> [Input]
##########
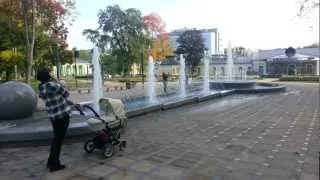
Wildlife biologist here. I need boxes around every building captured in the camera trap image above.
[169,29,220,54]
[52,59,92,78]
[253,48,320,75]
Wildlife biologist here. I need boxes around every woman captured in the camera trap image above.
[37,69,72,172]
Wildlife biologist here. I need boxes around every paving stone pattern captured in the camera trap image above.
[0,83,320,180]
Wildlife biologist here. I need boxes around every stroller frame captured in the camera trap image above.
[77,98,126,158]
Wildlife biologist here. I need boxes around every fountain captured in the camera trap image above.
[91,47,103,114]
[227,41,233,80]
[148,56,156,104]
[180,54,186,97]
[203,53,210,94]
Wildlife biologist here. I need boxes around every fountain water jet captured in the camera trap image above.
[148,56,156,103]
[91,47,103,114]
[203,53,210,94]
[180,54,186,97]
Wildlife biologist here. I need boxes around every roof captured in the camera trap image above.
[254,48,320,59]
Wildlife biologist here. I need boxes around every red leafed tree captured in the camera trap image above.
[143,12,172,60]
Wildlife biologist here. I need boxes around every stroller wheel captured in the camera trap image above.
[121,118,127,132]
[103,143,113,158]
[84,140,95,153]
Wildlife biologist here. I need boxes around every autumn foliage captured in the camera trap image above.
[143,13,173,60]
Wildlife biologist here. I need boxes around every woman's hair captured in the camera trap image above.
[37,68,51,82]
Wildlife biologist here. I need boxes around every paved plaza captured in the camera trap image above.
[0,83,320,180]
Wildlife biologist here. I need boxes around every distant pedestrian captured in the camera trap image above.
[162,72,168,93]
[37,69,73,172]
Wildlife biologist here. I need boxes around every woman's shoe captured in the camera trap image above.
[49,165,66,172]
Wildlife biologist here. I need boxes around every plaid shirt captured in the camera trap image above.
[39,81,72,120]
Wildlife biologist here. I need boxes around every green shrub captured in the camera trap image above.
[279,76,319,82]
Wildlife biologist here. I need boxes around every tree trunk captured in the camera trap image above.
##########
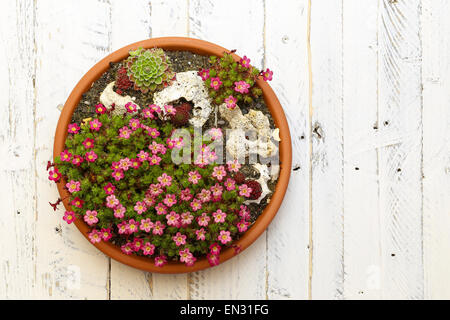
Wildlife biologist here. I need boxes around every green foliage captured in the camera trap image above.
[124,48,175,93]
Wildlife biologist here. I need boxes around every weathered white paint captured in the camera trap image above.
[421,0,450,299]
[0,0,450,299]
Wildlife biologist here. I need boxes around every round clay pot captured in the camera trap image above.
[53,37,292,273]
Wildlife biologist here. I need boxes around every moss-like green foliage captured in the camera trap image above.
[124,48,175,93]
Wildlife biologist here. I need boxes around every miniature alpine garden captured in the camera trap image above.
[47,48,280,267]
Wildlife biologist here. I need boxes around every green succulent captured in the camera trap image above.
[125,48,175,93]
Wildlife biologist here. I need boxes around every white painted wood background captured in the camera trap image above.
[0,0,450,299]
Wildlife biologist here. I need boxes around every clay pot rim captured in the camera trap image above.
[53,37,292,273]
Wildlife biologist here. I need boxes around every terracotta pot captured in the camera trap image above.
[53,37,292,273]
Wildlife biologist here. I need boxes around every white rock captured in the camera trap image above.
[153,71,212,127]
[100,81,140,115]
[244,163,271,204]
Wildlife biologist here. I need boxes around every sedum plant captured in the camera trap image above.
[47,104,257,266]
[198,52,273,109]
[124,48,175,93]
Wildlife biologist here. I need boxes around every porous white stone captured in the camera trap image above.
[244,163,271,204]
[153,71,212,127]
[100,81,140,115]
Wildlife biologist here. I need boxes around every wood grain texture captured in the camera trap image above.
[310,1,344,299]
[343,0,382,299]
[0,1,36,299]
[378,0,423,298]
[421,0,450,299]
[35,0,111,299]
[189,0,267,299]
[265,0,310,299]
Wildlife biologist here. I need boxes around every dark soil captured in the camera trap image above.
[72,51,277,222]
##########
> [Stated exercise]
Copy out the records between the line holding "Wildlife biologist here. I need boxes around every paved" and the line holding "[49,165,66,172]", inclusive, reproducing each line unchanged.

> [Answer for this exercise]
Wildlife biologist here. I need boxes around every paved plaza captured in the camera trap image above.
[0,83,320,180]
Wildlife biologist here. I need boxes around every distant pedestrian captured in the camera trap image above.
[162,72,168,93]
[37,69,73,172]
Wildlife biologist here. I need boxes around every woman's shoe captured in the camera trap image above.
[49,165,66,172]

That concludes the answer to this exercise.